_Fragmento de página:_
Comienza la Semana de Pasión. Se cubren de luto las imágenes en muchas iglesias, y los cristianos meditamos sosegadamente los capítulos más amargos y llenos de Amor del Evangelio. Este año, durante esta semana, os aconsejo leer la Pasión de Señor según San Lucas y según San Juan, puesto que ambos relatos serán proclamados en los templos la próxima -ya muy próxima- Semana Santa.
Nos dirigimos al Calvario. Tras el Tabor y el Sinaí, es el tercer monte de nuestra Cuaresma, y el cuarto de nuestros escenarios. Su nombre y las resonancias que produce en el alma parecen hablar de un monte de dolor, de angustia, de muerte... Y, sin embargo -no nos dejemos llevar por las tinieblas-, nos acercamos al Monte del Amor. No hay lugar en toda la Tierra donde se haya derramado más ternura. “Nadie tiene amor más grande” -nos dejó dicho el Señor- “que quien da la vida por sus amigos”... Allí, en la cima del Gólgota, Él dio la vida por sus amigos. Y sus amigos somos nosotros.
Entre los enamorados, se llenan de aroma aquellos lugares en que se manifestaron las primeras muestras de cariño: “bajo aquel árbol me besaste”, “en aquel camino te declaré mi amor”, “en esa cafetería me pediste que fuera tu esposa”... Para ellos, esos lugares no son simples puntos en un mapa o en un callejero. Son santuarios, tierra sagrada y llena de vida que parece conservar el tiempo y guardar el secreto de las experiencias vividas. Ante los ojos de un cristiano, el Calvario es el lugar más maravilloso de la Tierra: “allí entregaste tu vida por mí. Allí derramaste su Sangre por este pecador que jamás mereció tanto Amor. Allí, Jesús, me robaste el corazón”. El cristiano encuentra su morada en el Gólgota, y no quisiera salir de allí jamás. Por eso el cristiano enamorado vive, según San Pablo, “crucificado con Cristo” (Gál 2, 19).

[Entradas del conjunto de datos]
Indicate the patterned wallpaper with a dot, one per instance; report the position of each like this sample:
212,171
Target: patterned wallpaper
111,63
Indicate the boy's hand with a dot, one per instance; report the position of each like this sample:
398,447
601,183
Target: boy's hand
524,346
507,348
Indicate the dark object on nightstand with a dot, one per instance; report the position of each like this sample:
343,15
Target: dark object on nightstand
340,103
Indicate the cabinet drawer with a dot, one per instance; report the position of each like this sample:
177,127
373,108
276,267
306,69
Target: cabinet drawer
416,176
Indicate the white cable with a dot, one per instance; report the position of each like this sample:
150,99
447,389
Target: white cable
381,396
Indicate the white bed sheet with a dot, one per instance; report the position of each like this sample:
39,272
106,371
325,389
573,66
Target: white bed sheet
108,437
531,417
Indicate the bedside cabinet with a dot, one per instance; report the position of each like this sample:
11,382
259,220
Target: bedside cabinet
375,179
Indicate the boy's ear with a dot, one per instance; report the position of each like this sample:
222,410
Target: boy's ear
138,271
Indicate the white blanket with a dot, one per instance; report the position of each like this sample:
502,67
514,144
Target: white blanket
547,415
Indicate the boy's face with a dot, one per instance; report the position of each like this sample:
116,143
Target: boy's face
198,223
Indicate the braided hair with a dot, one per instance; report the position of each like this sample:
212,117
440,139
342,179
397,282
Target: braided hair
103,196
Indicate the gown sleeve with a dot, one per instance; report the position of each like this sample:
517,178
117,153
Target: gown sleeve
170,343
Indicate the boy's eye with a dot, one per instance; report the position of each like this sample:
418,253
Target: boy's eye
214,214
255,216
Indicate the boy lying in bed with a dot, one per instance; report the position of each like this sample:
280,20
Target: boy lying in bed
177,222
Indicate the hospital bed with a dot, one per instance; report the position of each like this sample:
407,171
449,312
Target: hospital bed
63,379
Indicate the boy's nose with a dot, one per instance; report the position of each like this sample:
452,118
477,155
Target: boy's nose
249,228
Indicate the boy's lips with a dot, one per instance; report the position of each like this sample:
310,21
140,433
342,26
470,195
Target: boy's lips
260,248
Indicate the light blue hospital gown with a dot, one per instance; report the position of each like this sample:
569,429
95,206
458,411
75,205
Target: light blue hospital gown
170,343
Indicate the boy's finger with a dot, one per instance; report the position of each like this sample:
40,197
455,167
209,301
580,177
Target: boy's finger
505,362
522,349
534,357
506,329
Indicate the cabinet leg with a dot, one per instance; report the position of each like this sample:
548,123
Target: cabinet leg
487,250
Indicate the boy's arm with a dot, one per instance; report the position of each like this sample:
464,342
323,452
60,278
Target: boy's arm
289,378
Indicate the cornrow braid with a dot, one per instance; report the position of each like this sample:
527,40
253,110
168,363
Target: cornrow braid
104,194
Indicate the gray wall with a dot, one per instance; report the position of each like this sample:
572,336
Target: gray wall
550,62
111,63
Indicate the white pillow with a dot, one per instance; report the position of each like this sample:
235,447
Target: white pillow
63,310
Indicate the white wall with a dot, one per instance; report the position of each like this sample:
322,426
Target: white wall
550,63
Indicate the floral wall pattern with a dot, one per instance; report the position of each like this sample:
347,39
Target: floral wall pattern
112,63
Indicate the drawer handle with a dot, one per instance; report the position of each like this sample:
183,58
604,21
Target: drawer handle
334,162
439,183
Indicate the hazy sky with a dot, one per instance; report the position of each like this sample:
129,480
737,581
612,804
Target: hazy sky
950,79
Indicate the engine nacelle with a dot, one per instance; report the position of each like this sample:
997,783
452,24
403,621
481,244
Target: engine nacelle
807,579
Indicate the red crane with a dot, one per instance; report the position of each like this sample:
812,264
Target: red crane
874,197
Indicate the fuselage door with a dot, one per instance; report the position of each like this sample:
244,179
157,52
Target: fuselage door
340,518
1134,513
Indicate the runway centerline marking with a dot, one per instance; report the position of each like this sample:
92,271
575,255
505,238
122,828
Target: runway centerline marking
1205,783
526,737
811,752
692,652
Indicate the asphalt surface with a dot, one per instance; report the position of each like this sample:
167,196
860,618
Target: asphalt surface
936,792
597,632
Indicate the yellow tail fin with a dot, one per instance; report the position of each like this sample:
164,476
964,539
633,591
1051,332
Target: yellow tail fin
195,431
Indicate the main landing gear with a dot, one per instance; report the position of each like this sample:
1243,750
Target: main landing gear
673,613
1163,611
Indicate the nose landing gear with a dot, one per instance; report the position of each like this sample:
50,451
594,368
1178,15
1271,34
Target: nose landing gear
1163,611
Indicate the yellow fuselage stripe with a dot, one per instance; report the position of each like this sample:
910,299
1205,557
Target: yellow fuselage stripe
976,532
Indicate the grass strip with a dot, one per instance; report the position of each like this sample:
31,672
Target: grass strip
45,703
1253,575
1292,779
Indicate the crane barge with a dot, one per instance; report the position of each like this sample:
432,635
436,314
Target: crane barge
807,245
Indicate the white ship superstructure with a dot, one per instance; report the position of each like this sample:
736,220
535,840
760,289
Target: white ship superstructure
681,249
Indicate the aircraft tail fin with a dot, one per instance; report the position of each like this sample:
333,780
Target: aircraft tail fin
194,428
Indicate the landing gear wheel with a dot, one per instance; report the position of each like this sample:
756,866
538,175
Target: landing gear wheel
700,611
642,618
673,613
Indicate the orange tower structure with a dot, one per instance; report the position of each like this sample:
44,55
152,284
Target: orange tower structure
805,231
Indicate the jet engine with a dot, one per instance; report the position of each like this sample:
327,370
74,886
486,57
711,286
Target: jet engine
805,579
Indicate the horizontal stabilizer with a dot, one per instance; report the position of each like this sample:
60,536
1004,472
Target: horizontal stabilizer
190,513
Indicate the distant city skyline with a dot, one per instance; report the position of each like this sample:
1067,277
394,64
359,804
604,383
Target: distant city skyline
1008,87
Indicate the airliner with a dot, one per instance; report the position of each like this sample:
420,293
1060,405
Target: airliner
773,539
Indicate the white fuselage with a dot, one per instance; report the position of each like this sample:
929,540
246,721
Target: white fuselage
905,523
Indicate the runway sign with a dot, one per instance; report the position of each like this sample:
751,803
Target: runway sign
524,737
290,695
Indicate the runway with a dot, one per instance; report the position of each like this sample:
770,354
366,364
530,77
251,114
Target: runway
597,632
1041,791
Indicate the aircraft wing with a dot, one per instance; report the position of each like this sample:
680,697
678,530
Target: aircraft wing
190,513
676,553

_Qué hacer:_ ¿Puedes continuar la reflexión sobre el Calvario a partir de su última frase?

_Respuesta:_
El propio Cristo sigue viviendo y muriendo allí hasta el fin de los tiempos. Abriendo sus brazos en la Cruz, tomó sobre Sí todos los pecados de la Humanidad, todos y cada uno de los crímenes y traiciones de la Historia. De este modo, abarcó en el Madero los tiempos y los corazones, hasta el último día, hasta el último hombre, hasta el último pecado. Y, rompiendo la Historia a la vez que su Cuerpo, se derramó por los siglos llenándolo todo. Somos contemporáneos de Jesús Crucificado, y cuanto hacemos, pensamos, o decimos le afecta, le hiere hasta la muerte o le consuela junto a la mirada de María.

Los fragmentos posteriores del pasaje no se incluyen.